====== MATERIAL PROVIDED ======

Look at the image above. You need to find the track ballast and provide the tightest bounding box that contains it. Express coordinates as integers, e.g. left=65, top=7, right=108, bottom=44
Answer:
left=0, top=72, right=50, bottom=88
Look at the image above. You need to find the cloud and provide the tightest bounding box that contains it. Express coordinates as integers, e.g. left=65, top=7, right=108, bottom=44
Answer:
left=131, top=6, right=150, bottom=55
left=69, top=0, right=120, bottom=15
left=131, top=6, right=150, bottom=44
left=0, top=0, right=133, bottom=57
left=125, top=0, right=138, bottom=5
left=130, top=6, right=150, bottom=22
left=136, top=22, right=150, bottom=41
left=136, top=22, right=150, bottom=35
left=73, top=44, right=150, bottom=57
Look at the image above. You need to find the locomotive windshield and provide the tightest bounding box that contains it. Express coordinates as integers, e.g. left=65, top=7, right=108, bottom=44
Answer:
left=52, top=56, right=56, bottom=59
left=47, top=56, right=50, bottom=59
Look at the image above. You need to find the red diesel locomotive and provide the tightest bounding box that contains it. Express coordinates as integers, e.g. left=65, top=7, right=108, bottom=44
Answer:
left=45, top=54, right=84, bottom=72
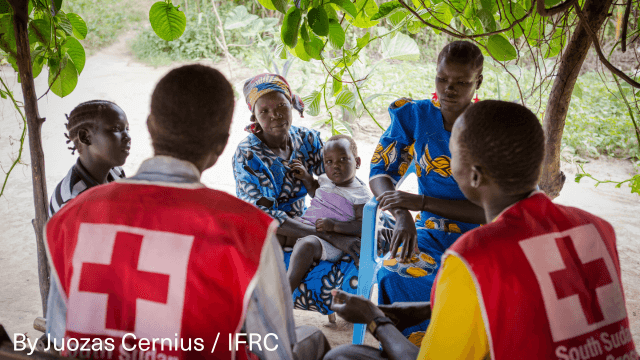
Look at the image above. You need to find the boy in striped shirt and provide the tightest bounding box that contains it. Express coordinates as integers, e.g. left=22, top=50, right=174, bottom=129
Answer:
left=49, top=100, right=130, bottom=216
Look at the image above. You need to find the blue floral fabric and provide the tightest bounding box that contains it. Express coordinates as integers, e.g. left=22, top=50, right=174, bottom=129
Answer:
left=233, top=125, right=359, bottom=314
left=370, top=98, right=480, bottom=341
left=233, top=125, right=324, bottom=224
left=283, top=252, right=359, bottom=315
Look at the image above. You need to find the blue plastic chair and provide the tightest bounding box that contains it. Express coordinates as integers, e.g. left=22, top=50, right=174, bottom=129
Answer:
left=352, top=162, right=416, bottom=344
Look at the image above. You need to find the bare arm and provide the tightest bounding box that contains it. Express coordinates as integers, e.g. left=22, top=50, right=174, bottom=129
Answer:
left=315, top=204, right=365, bottom=236
left=278, top=218, right=361, bottom=266
left=289, top=160, right=319, bottom=197
left=372, top=176, right=485, bottom=224
left=331, top=290, right=419, bottom=360
left=370, top=177, right=417, bottom=261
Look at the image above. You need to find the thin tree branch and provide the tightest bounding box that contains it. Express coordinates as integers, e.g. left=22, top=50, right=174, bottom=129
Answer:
left=398, top=0, right=534, bottom=39
left=621, top=0, right=632, bottom=52
left=0, top=76, right=27, bottom=198
left=536, top=0, right=578, bottom=17
left=573, top=2, right=640, bottom=88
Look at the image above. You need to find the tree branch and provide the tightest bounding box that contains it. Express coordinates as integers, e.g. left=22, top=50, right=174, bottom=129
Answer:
left=398, top=0, right=534, bottom=39
left=573, top=3, right=640, bottom=88
left=536, top=0, right=578, bottom=17
left=621, top=0, right=632, bottom=52
left=0, top=77, right=27, bottom=198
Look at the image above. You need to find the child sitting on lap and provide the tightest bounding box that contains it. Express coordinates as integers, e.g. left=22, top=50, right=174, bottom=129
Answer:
left=49, top=100, right=130, bottom=216
left=287, top=134, right=371, bottom=291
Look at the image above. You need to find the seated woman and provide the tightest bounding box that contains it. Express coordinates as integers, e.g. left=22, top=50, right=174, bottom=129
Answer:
left=325, top=100, right=637, bottom=360
left=233, top=74, right=361, bottom=315
left=369, top=41, right=486, bottom=341
left=49, top=100, right=130, bottom=217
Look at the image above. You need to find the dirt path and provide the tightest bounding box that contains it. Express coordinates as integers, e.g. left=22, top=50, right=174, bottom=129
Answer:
left=0, top=31, right=638, bottom=349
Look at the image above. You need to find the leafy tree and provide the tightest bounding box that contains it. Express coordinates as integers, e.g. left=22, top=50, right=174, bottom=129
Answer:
left=151, top=0, right=639, bottom=196
left=0, top=0, right=88, bottom=314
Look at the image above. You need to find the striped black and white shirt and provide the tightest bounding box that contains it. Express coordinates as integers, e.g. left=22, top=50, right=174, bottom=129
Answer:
left=49, top=159, right=125, bottom=217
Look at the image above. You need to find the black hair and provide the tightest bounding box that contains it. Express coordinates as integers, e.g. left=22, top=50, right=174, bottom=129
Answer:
left=149, top=64, right=234, bottom=164
left=437, top=41, right=484, bottom=73
left=459, top=100, right=545, bottom=195
left=65, top=100, right=123, bottom=155
left=326, top=134, right=358, bottom=157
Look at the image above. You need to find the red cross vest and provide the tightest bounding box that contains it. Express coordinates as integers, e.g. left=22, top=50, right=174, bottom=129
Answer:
left=437, top=193, right=636, bottom=360
left=45, top=181, right=276, bottom=360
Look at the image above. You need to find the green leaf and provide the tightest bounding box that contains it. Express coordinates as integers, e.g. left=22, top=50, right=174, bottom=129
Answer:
left=335, top=89, right=356, bottom=109
left=32, top=56, right=45, bottom=79
left=149, top=1, right=187, bottom=42
left=49, top=57, right=78, bottom=98
left=224, top=6, right=259, bottom=30
left=258, top=0, right=287, bottom=13
left=371, top=1, right=402, bottom=20
left=57, top=13, right=74, bottom=36
left=29, top=18, right=52, bottom=46
left=573, top=82, right=583, bottom=100
left=332, top=75, right=343, bottom=96
left=630, top=175, right=640, bottom=196
left=304, top=36, right=323, bottom=60
left=66, top=13, right=87, bottom=40
left=53, top=0, right=63, bottom=14
left=477, top=9, right=496, bottom=33
left=281, top=7, right=302, bottom=48
left=349, top=0, right=380, bottom=28
left=389, top=9, right=408, bottom=27
left=333, top=119, right=353, bottom=136
left=329, top=0, right=357, bottom=18
left=382, top=32, right=420, bottom=61
left=302, top=91, right=322, bottom=116
left=63, top=37, right=85, bottom=74
left=328, top=19, right=345, bottom=49
left=0, top=0, right=10, bottom=14
left=308, top=6, right=329, bottom=36
left=486, top=34, right=517, bottom=61
left=300, top=21, right=310, bottom=42
left=290, top=35, right=311, bottom=61
left=430, top=2, right=453, bottom=28
left=574, top=173, right=586, bottom=183
left=356, top=32, right=370, bottom=48
left=407, top=17, right=425, bottom=34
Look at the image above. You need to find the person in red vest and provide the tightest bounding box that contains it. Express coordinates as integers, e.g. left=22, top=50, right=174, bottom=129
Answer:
left=44, top=64, right=329, bottom=360
left=324, top=100, right=637, bottom=360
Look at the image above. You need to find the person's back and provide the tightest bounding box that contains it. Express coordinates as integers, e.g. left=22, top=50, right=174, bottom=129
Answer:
left=46, top=172, right=276, bottom=359
left=446, top=192, right=634, bottom=359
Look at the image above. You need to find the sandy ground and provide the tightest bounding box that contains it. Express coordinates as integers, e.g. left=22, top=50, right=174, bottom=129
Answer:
left=0, top=32, right=638, bottom=350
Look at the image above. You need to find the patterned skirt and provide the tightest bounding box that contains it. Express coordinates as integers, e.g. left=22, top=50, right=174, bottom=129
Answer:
left=283, top=251, right=359, bottom=315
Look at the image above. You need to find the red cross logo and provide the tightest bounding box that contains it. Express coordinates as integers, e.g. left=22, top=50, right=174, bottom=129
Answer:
left=78, top=232, right=170, bottom=332
left=549, top=236, right=613, bottom=325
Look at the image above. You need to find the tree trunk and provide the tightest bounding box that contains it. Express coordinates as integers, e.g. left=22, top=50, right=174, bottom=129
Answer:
left=9, top=0, right=50, bottom=317
left=539, top=0, right=614, bottom=197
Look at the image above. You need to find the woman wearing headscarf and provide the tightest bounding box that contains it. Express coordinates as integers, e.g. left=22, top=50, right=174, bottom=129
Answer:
left=233, top=73, right=361, bottom=316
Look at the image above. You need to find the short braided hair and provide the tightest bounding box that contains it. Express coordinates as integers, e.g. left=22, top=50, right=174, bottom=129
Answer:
left=459, top=100, right=545, bottom=195
left=65, top=100, right=123, bottom=155
left=437, top=41, right=484, bottom=73
left=326, top=134, right=358, bottom=157
left=149, top=64, right=234, bottom=164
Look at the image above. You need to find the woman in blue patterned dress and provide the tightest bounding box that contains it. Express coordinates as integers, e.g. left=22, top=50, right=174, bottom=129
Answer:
left=369, top=41, right=487, bottom=343
left=232, top=74, right=360, bottom=315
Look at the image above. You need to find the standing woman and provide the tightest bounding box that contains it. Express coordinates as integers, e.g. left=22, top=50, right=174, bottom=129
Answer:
left=233, top=74, right=361, bottom=315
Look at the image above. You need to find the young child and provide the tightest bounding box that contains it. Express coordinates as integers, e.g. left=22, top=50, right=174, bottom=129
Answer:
left=49, top=100, right=130, bottom=216
left=287, top=134, right=372, bottom=291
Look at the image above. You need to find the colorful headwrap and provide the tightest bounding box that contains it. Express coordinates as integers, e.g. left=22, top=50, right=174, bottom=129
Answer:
left=243, top=73, right=305, bottom=118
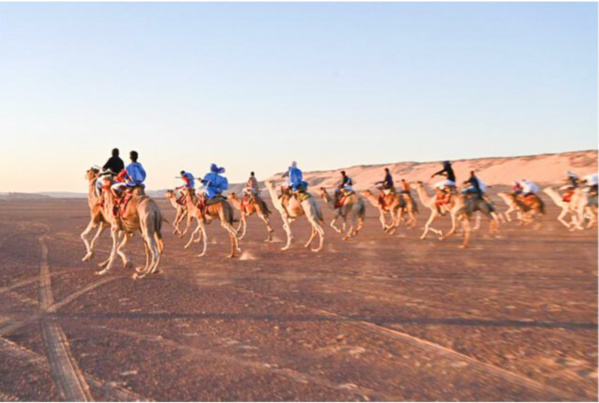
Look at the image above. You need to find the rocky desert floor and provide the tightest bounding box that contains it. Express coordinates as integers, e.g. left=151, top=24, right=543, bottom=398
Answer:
left=0, top=197, right=596, bottom=401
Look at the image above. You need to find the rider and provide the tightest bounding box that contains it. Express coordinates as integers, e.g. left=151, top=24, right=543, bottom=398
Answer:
left=287, top=161, right=308, bottom=193
left=520, top=179, right=540, bottom=197
left=96, top=148, right=125, bottom=195
left=103, top=148, right=125, bottom=175
left=582, top=173, right=598, bottom=194
left=397, top=179, right=411, bottom=194
left=512, top=181, right=523, bottom=195
left=431, top=161, right=456, bottom=192
left=202, top=163, right=229, bottom=200
left=374, top=168, right=394, bottom=206
left=560, top=171, right=579, bottom=202
left=243, top=171, right=260, bottom=204
left=334, top=170, right=354, bottom=208
left=375, top=168, right=394, bottom=190
left=462, top=171, right=483, bottom=198
left=177, top=170, right=196, bottom=203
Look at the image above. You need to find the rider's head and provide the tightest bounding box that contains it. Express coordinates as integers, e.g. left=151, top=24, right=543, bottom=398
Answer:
left=291, top=161, right=297, bottom=168
left=443, top=160, right=450, bottom=168
left=180, top=170, right=185, bottom=175
left=341, top=170, right=346, bottom=176
left=250, top=171, right=255, bottom=176
left=470, top=170, right=475, bottom=176
left=130, top=151, right=138, bottom=162
left=385, top=167, right=390, bottom=173
left=112, top=148, right=119, bottom=157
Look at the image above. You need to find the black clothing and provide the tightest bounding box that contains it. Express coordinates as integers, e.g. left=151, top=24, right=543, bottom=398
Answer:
left=103, top=156, right=125, bottom=174
left=339, top=175, right=353, bottom=189
left=433, top=165, right=456, bottom=182
left=376, top=173, right=394, bottom=189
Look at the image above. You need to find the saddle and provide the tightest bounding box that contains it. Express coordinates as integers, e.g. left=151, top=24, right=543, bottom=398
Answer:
left=562, top=190, right=574, bottom=203
left=334, top=190, right=354, bottom=209
left=378, top=187, right=395, bottom=208
left=435, top=191, right=453, bottom=207
left=111, top=192, right=134, bottom=218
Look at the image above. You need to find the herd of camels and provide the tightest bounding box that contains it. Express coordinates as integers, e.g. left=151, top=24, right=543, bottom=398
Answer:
left=81, top=167, right=598, bottom=279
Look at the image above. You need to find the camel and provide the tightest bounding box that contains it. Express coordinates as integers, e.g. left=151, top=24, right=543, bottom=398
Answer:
left=182, top=191, right=240, bottom=258
left=81, top=168, right=111, bottom=263
left=165, top=189, right=189, bottom=236
left=227, top=192, right=274, bottom=241
left=92, top=175, right=164, bottom=279
left=497, top=192, right=521, bottom=223
left=498, top=192, right=544, bottom=227
left=411, top=182, right=498, bottom=248
left=361, top=190, right=401, bottom=233
left=542, top=187, right=596, bottom=230
left=318, top=187, right=365, bottom=240
left=264, top=180, right=325, bottom=252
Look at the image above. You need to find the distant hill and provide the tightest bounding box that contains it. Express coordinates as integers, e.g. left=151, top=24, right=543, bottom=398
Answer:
left=266, top=149, right=598, bottom=190
left=5, top=192, right=52, bottom=201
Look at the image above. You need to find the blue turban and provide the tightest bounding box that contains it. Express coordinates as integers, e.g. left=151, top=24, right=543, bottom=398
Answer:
left=210, top=163, right=225, bottom=174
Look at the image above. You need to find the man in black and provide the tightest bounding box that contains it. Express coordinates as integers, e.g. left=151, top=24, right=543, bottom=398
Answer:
left=431, top=161, right=456, bottom=186
left=375, top=168, right=394, bottom=190
left=103, top=148, right=125, bottom=175
left=462, top=171, right=483, bottom=198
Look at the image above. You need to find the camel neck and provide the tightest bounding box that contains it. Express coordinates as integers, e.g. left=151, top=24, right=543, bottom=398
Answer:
left=415, top=186, right=434, bottom=207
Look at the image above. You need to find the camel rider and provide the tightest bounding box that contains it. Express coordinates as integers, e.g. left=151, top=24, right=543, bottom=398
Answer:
left=202, top=163, right=228, bottom=201
left=374, top=168, right=394, bottom=207
left=431, top=161, right=456, bottom=192
left=338, top=171, right=353, bottom=191
left=285, top=161, right=308, bottom=192
left=512, top=181, right=523, bottom=195
left=109, top=150, right=146, bottom=201
left=243, top=172, right=260, bottom=204
left=103, top=148, right=125, bottom=176
left=95, top=148, right=124, bottom=195
left=560, top=171, right=579, bottom=202
left=520, top=179, right=540, bottom=197
left=582, top=173, right=598, bottom=194
left=462, top=171, right=483, bottom=198
left=398, top=179, right=411, bottom=194
left=375, top=168, right=394, bottom=190
left=176, top=170, right=195, bottom=203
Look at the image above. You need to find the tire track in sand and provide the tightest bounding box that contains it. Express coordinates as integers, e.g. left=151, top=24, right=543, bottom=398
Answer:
left=0, top=336, right=148, bottom=401
left=232, top=285, right=589, bottom=402
left=38, top=233, right=93, bottom=402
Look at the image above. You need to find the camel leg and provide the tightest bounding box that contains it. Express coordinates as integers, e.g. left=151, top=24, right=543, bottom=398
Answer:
left=556, top=208, right=573, bottom=229
left=116, top=233, right=132, bottom=269
left=258, top=212, right=274, bottom=242
left=378, top=211, right=387, bottom=230
left=459, top=218, right=471, bottom=249
left=96, top=228, right=121, bottom=275
left=420, top=211, right=437, bottom=239
left=440, top=212, right=459, bottom=241
left=185, top=222, right=202, bottom=249
left=281, top=219, right=294, bottom=251
left=81, top=219, right=103, bottom=262
left=221, top=222, right=239, bottom=258
left=197, top=224, right=208, bottom=257
left=238, top=214, right=247, bottom=240
left=304, top=226, right=316, bottom=249
left=330, top=213, right=342, bottom=234
left=313, top=221, right=325, bottom=252
left=473, top=212, right=481, bottom=231
left=179, top=214, right=193, bottom=238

======

§ **WHAT TO DO**
Give back, word for word, only the lines above from the line holding "Look at the image above. You need to find the leafy" to the line holding "the black hair", both included.

§ **SOLUTION TO THE PROBLEM**
Look at the image above. You need to find the leafy tree and provide the tightest bounding box that contains it. Express coordinates as integers, e.g. left=22, top=50, right=174, bottom=129
Answer:
left=151, top=0, right=639, bottom=196
left=0, top=0, right=88, bottom=314
Look at the image above. You need to find the striped black and white shirt and provide the tightest bounding box that contains it. Express coordinates as integers, e.g. left=22, top=50, right=174, bottom=129
Answer:
left=49, top=159, right=125, bottom=217
Look at the image above. You need to find the black hair and provide the tightest bounding box that contains it. Express coordinates as integers, e.g. left=22, top=50, right=174, bottom=129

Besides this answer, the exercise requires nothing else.